BEGIN

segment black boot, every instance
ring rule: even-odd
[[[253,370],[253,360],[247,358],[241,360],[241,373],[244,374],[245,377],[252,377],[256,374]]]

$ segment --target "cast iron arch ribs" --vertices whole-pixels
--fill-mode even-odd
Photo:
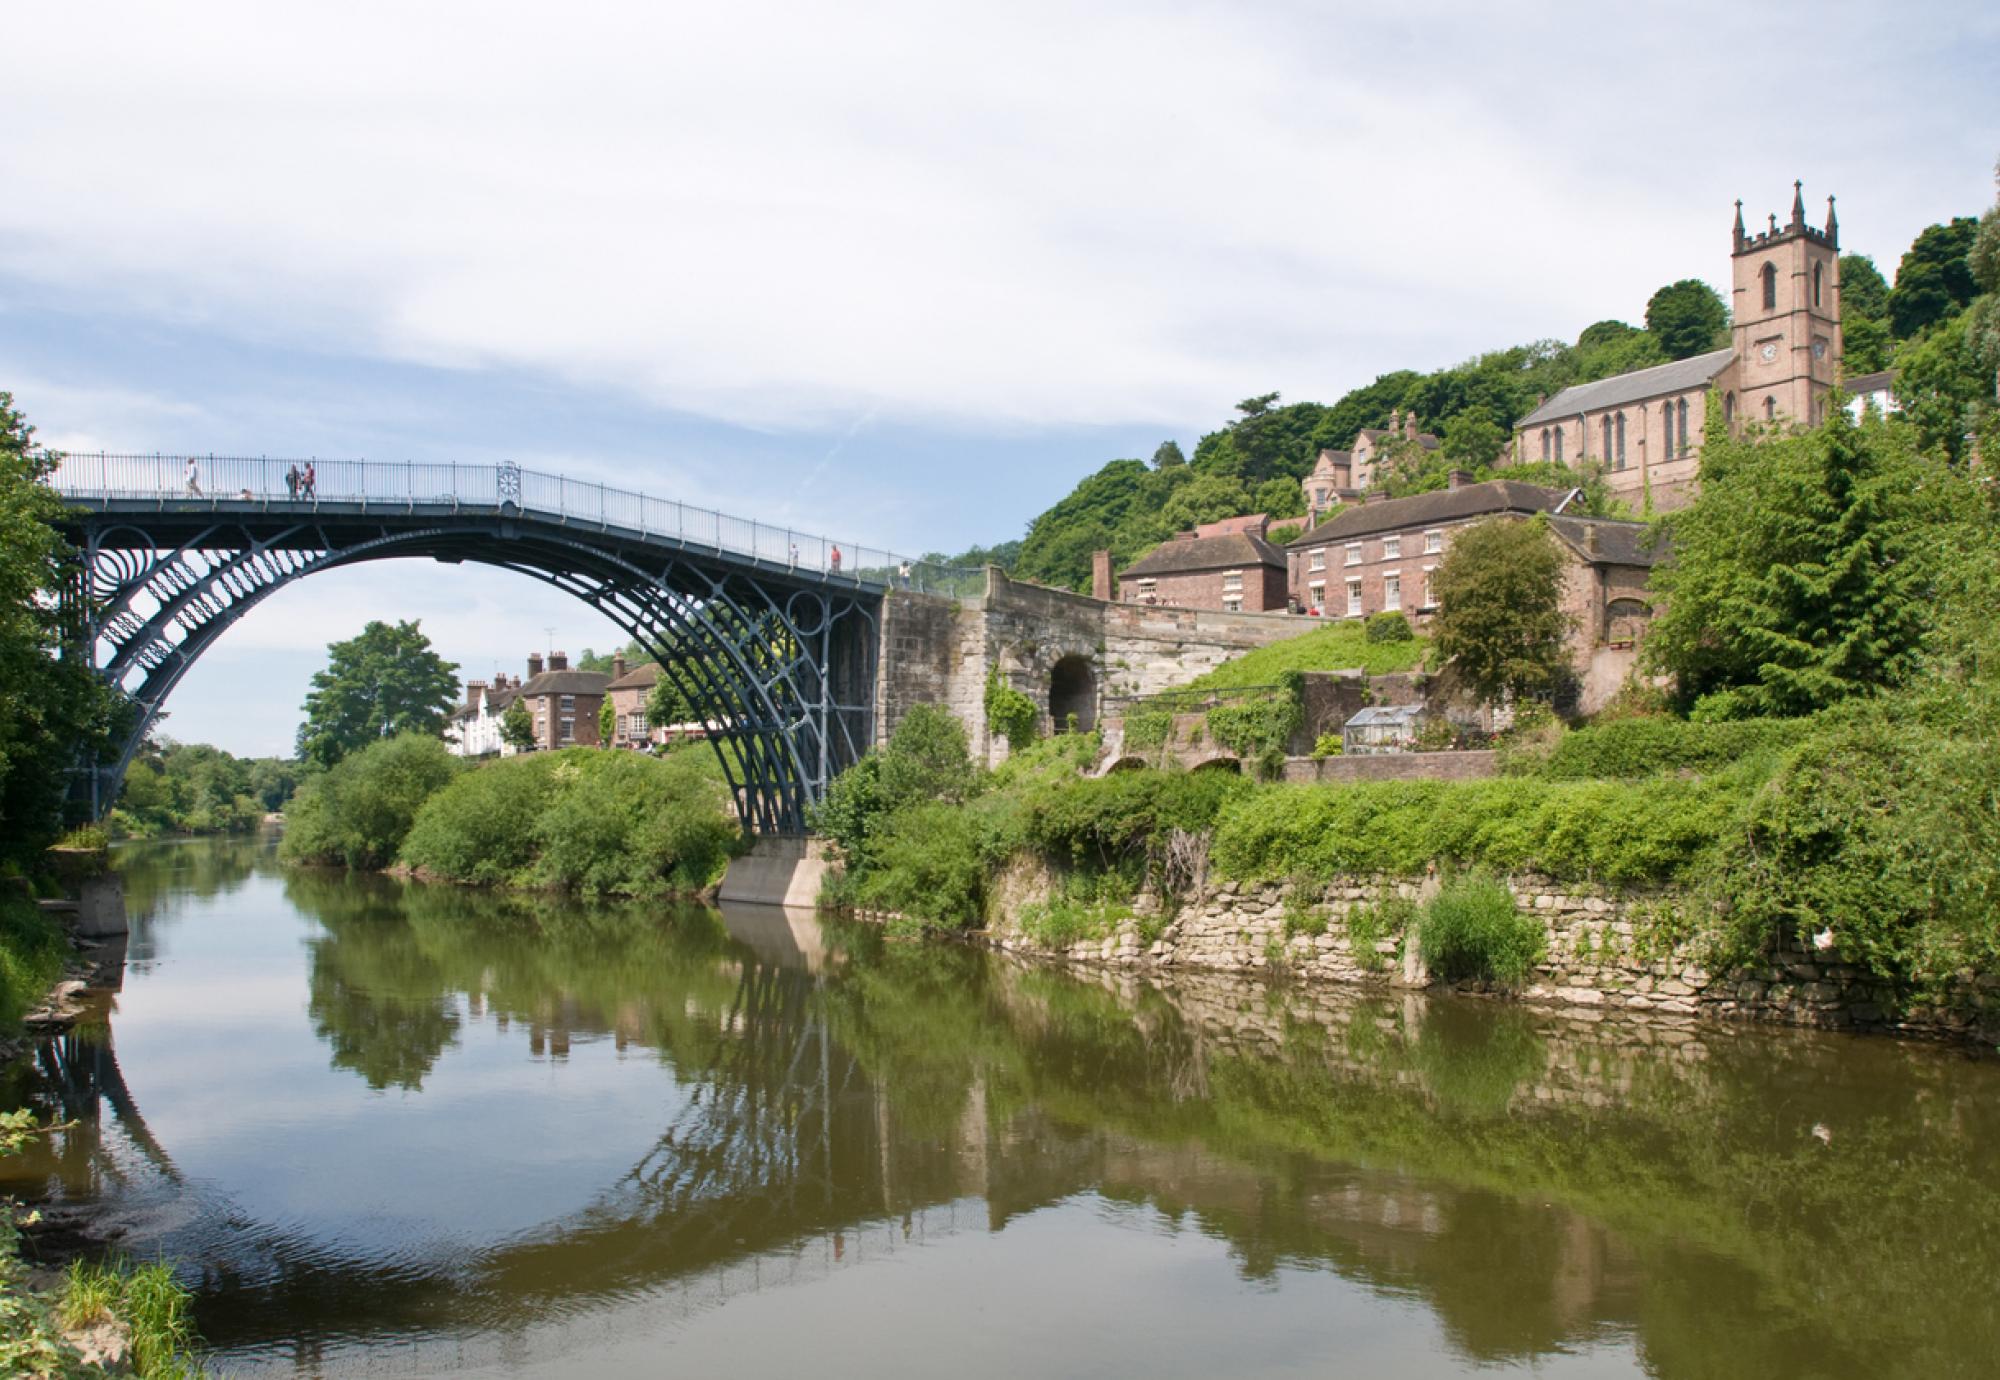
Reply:
[[[223,632],[297,580],[377,560],[494,566],[598,609],[701,715],[752,832],[803,833],[827,784],[873,740],[877,590],[527,520],[79,516],[91,664],[134,710],[113,754],[79,783],[93,817],[116,800],[168,696]]]

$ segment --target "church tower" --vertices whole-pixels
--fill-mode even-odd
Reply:
[[[1736,203],[1735,386],[1723,398],[1731,422],[1816,425],[1840,378],[1840,222],[1826,199],[1826,228],[1806,224],[1804,184],[1792,184],[1791,223],[1744,233]]]

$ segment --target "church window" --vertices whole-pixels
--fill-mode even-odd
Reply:
[[[1326,569],[1326,548],[1324,546],[1315,546],[1312,550],[1306,552],[1306,569]]]
[[[1818,305],[1820,304],[1820,290],[1821,290],[1821,287],[1822,287],[1822,282],[1821,282],[1821,280],[1822,280],[1822,279],[1823,279],[1823,278],[1825,277],[1825,275],[1826,275],[1826,265],[1825,265],[1825,264],[1814,264],[1814,265],[1813,265],[1813,305],[1814,305],[1814,306],[1818,306]]]
[[[1660,432],[1663,437],[1660,442],[1660,458],[1662,460],[1671,460],[1674,458],[1674,400],[1672,398],[1660,404]]]
[[[1604,419],[1604,450],[1601,458],[1605,460],[1611,458],[1611,418],[1609,417]]]
[[[1396,536],[1393,537],[1382,538],[1383,560],[1385,561],[1397,560],[1402,556],[1402,554],[1403,554],[1403,538],[1400,533],[1398,533]]]
[[[1625,414],[1618,414],[1618,468],[1625,468]]]
[[[1736,425],[1736,395],[1734,393],[1723,394],[1722,424],[1724,426]]]
[[[1762,277],[1764,279],[1764,310],[1776,311],[1778,309],[1777,268],[1771,264],[1765,264]]]
[[[1558,465],[1560,465],[1560,464],[1561,464],[1562,462],[1563,462],[1563,431],[1562,431],[1562,428],[1561,428],[1561,427],[1557,427],[1557,428],[1556,428],[1556,463],[1557,463]]]
[[[1546,459],[1548,459],[1548,458],[1549,458],[1549,429],[1548,429],[1547,427],[1543,427],[1543,428],[1542,428],[1542,459],[1546,460]]]
[[[1436,529],[1424,533],[1424,554],[1435,556],[1444,550],[1444,533]]]
[[[1778,420],[1778,400],[1776,398],[1764,399],[1764,420],[1767,422]]]
[[[1688,453],[1688,400],[1686,398],[1681,399],[1680,415],[1681,440],[1680,444],[1675,447],[1675,451],[1677,454],[1686,455]]]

END

Try it:
Write down every line of the data above that includes the string "vertices".

Reply to the task:
$ segment --target "cast iron arch ribs" --vertices whole-pixels
$ segment --target "church tower" --vertices whole-pixels
$ segment --target "church window" --vertices whole-pixels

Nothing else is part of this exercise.